*Brief:* Copy every one of the following rows unchanged, line for line.

Collected data:
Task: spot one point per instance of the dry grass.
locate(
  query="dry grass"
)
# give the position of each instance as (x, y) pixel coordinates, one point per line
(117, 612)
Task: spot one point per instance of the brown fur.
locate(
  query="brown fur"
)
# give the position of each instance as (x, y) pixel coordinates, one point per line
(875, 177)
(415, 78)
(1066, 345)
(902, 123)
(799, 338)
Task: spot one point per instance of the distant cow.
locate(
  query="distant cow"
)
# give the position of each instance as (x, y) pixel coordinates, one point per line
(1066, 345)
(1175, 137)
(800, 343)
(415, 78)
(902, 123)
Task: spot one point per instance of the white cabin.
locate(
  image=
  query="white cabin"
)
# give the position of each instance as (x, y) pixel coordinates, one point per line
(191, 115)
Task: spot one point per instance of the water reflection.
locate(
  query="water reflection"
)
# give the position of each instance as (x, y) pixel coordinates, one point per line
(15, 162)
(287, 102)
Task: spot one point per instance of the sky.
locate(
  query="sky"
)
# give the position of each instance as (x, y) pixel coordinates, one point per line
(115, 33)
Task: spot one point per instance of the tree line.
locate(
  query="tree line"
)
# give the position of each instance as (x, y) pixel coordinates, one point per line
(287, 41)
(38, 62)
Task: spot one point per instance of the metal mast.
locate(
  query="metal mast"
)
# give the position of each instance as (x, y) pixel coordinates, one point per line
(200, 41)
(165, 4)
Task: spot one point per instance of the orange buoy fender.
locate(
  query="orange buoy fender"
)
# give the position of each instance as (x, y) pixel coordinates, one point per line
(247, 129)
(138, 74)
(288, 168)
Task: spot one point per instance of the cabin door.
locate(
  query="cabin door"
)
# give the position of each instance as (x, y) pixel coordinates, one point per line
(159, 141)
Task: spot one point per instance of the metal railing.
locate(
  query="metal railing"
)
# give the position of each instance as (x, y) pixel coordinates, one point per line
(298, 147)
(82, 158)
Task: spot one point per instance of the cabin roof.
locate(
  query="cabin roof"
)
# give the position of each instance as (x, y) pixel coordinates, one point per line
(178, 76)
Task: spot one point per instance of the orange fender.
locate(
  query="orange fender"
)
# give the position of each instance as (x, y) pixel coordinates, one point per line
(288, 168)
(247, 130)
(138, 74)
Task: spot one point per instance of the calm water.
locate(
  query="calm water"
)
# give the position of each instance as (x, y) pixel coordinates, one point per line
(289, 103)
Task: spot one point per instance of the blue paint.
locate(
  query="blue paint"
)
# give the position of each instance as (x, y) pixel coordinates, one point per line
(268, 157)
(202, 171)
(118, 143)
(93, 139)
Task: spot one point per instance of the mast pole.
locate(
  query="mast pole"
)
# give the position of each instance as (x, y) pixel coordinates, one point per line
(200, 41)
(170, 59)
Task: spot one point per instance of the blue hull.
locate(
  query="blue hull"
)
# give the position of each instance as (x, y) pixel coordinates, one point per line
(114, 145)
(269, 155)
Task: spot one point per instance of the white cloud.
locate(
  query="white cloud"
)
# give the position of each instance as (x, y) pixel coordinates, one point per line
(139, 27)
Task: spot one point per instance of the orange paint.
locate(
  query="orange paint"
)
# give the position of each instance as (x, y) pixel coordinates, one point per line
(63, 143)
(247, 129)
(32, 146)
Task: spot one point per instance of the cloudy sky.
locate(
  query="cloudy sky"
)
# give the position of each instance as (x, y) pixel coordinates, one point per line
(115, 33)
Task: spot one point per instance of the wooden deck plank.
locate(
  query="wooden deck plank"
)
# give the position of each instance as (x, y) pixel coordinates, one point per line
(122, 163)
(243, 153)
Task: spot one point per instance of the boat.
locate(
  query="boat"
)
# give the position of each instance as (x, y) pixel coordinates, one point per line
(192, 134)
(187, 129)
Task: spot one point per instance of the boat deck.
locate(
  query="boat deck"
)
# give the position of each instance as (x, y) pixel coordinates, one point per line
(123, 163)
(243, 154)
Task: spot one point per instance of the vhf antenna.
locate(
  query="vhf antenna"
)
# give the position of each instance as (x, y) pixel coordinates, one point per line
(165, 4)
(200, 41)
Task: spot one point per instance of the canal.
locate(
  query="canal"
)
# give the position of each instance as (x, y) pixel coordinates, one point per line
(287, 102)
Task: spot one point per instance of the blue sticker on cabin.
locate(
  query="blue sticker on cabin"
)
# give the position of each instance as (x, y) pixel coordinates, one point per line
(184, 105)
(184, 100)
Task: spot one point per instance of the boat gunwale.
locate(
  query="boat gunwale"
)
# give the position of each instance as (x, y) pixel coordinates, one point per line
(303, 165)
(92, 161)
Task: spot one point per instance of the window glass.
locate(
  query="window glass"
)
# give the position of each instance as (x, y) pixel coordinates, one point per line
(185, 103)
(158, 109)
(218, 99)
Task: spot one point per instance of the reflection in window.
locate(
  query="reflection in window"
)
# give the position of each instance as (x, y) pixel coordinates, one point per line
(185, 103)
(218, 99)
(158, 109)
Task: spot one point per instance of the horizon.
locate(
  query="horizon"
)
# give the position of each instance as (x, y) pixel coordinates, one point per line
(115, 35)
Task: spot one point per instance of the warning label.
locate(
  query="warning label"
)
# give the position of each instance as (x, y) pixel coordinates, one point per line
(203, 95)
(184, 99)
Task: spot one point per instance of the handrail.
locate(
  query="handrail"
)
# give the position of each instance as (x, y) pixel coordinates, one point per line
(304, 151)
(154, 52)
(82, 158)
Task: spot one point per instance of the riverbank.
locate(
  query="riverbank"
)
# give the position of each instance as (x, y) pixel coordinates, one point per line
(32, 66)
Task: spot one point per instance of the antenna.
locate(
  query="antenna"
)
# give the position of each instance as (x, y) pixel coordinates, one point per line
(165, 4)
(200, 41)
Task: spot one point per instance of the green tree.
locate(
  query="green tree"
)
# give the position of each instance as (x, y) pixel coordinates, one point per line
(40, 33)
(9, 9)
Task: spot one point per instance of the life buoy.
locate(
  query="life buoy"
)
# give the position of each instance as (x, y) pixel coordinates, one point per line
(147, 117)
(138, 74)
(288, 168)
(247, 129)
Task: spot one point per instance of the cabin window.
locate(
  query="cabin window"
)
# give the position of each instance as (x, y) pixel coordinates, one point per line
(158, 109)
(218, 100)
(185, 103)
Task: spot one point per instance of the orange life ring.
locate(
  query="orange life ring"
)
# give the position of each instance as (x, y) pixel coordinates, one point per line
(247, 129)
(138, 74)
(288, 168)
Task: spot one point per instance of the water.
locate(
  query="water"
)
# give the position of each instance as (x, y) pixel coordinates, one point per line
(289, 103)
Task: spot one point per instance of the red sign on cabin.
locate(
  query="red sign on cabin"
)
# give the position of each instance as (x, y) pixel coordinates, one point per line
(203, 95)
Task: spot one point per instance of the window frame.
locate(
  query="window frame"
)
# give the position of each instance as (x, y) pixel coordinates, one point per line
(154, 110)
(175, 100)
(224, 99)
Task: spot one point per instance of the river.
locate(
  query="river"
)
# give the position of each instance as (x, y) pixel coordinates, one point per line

*Written answer:*
Task: spot one point per instance of the dry grass.
locate(
  query="dry grass"
)
# give the position of each instance as (x, y) pixel coordinates, one point per line
(117, 612)
Task: spot one point per instance of the brown fur.
locate(
  query="brown fur"
)
# give the position of each instance as (x, y) pixel coordinates, one point per line
(875, 177)
(415, 78)
(1066, 345)
(902, 123)
(799, 338)
Task: spot one point per instance of the distant cow.
locate(
  query="distant cow"
)
# give the position of each instance as (x, y) pixel coordinates, one point per line
(1066, 345)
(1175, 137)
(800, 343)
(415, 78)
(902, 123)
Task: spot one point per instance of the white cabin.
locate(
  image=
  query="white cabin"
)
# give the position of each instance as (x, y) pixel coordinates, one point per line
(191, 115)
Task: spot one point per instance of the water reflection.
locate(
  query="water reflection"
)
# give the position of each instance as (x, y) pixel coordinates, one point per line
(15, 162)
(287, 102)
Task: spot one point per instance of the sky.
locate(
  query="sky"
)
# give the position of each instance as (x, y) pixel coordinates, one point per line
(115, 33)
Task: spot one point per instance of the tree line.
locate(
  query="tree line"
)
# give the position of each instance as (x, y) pixel coordinates, one point per line
(287, 41)
(38, 62)
Task: spot one point per instance of the metal mast.
locate(
  query="metal mast"
)
# give the position of each instance as (x, y) pixel coordinates, one point per line
(200, 41)
(165, 4)
Task: spot one point per instance of the orange buoy fender.
locate(
  query="orange buoy fender"
)
# give the position of each instance as (x, y) pixel coordinates, one point per line
(247, 129)
(138, 74)
(288, 168)
Task: spot one point per instance of the cabin door.
locate(
  query="cabin door"
)
# give the position of each instance as (x, y) pixel coordinates, one point per line
(159, 141)
Task: spot one point per instance of the metal railing.
locate(
  query="metal railing"
)
# give the position of each instance as (x, y) pixel coordinates, one point per line
(298, 147)
(82, 158)
Task: spot one point per instance of the cabin roof.
locate(
  query="cabin roof"
)
# give the position of each instance as (x, y) pixel coordinates, one point per line
(178, 76)
Task: spot one point per instance of the orange fender.
locate(
  query="orange fender"
)
# give the position of each instance as (x, y) pixel coordinates, one point per line
(288, 168)
(247, 130)
(138, 74)
Task: spot one point per instance of the calm water.
locate(
  query="calm water"
)
# give the position of each instance as (x, y) pixel coordinates, one point per line
(289, 103)
Task: spot one point per instance of the blue paint.
locate(
  query="blue paint"
)
# give the position of each instance as (x, y) pixel coordinates, one point per line
(268, 157)
(202, 171)
(118, 143)
(93, 139)
Task: spot one point per instance of the mast pole.
locate(
  query="mast pole"
)
# give the position of each instance as (x, y) pixel coordinates, one point per line
(200, 41)
(170, 59)
Task: spot one point per instance of the blue hull.
locate(
  query="blue hull"
)
# give the position of each instance as (x, y) pixel coordinates, one point per line
(114, 145)
(269, 155)
Task: spot one point per instance of the white cloud.
locate(
  query="white cloud"
)
# give the position of each instance as (x, y) pixel coordinates, one point per line
(139, 27)
Task: spot one point per instance of the orange paint.
locate(
  query="orange paint"
)
# give the position of each instance as (x, y) pixel coordinates, one point per line
(63, 143)
(247, 129)
(32, 146)
Task: spot one point per instance of the cloudy sky.
locate(
  query="cloudy sky"
)
# give the position of each instance as (x, y) pixel coordinates, one point per line
(115, 33)
Task: spot one point per instance of the wooden deck plank.
locate(
  query="wooden deck plank"
)
# give the position of each instance as (x, y) pixel coordinates, one point per line
(122, 163)
(243, 153)
Task: spot one point per instance of the boat.
locate(
  query="boat"
)
# give the position of each instance as (x, y) pixel coordinates, one point per line
(192, 134)
(187, 129)
Task: spot one point per instance of the boat deck.
locate(
  query="boat deck"
)
# give the position of each instance as (x, y) pixel coordinates, one point per line
(123, 163)
(243, 154)
Task: spot one point per instance of the vhf antenna.
locate(
  query="vhf antenna"
)
# give the position of each instance as (x, y) pixel coordinates, one point per line
(165, 4)
(200, 41)
Task: spot one point per instance of the canal.
locate(
  query="canal"
)
# give the position of each instance as (x, y) pixel coordinates, one point per line
(287, 102)
Task: spot one point per instance of the blue sticker on cabin.
locate(
  query="blue sticker on cabin"
)
# give the position of each instance as (x, y) pixel coordinates, one point per line
(184, 105)
(184, 100)
Task: spot one point per instance of the boat gunwale.
locate(
  query="boat gunwale"
)
# give the position of each instance as (x, y) pixel coordinates, one point per line
(303, 165)
(92, 161)
Task: spot one point per instance of the window glass.
locate(
  query="window glass"
)
# give the position of each instance as (x, y) pixel coordinates, one point per line
(185, 103)
(158, 109)
(218, 99)
Task: spot one point per instance of the reflection in window.
locate(
  query="reflection in window"
)
# give the position of each instance as (x, y) pixel coordinates, one point per line
(185, 103)
(218, 99)
(158, 109)
Task: spot one point per instance of the horizon.
locate(
  query="horizon"
)
# give the position of each instance as (x, y) pixel coordinates, one point per line
(115, 35)
Task: spot one point per instance of the warning label.
locate(
  query="warning label"
)
# give the position of each instance as (x, y) pixel coordinates, one point per line
(203, 95)
(184, 99)
Task: spot one point per instance of the handrail.
locate(
  query="handrail"
)
# give the position of each instance as (x, y) pixel coordinates, one point per line
(304, 151)
(154, 52)
(82, 158)
Task: spot one point per instance of the riverbank.
locate(
  query="riverbank"
)
# give the position of each instance as (x, y) pixel coordinates, one point per line
(32, 66)
Task: spot one point per instance of the antenna.
locate(
  query="antenna"
)
# give the position of each instance as (x, y) pixel coordinates, one point per line
(165, 4)
(200, 41)
Task: spot one point per instance of the green tree.
locate(
  query="green tree"
)
# give the position of each instance as (x, y) pixel coordinates, one point per line
(40, 33)
(9, 9)
Task: spot one point per instance of the life buoy.
locate(
  query="life buoy"
)
# give the position of each instance as (x, y) pixel coordinates, one point per line
(147, 117)
(138, 74)
(288, 168)
(247, 129)
Task: spot one point per instance of the cabin window.
locate(
  query="cabin window"
)
# give the position of each instance as (x, y) pixel coordinates, one point per line
(158, 109)
(218, 100)
(185, 103)
Task: spot one point per instance of the orange life ring.
locate(
  query="orange life ring"
)
# give the position of each instance as (x, y) pixel coordinates, one point per line
(247, 129)
(138, 74)
(288, 168)
Task: spot one point per instance of the water.
locate(
  query="water"
)
# give the position of each instance as (x, y) pixel coordinates, one point per line
(289, 103)
Task: spot one point per instance of the red sign on cabin.
locate(
  query="red sign on cabin"
)
# give the position of each instance as (x, y) pixel coordinates, one point per line
(203, 95)
Task: spot one point per instance of the window frame.
locate(
  query="window frame"
)
# give the position of each instance as (x, y) pixel coordinates, one point per line
(154, 110)
(175, 100)
(224, 99)
Task: spot one point per instance of the river.
locate(
  query="river"
)
# give the position of each instance as (x, y) pixel coordinates, one point per line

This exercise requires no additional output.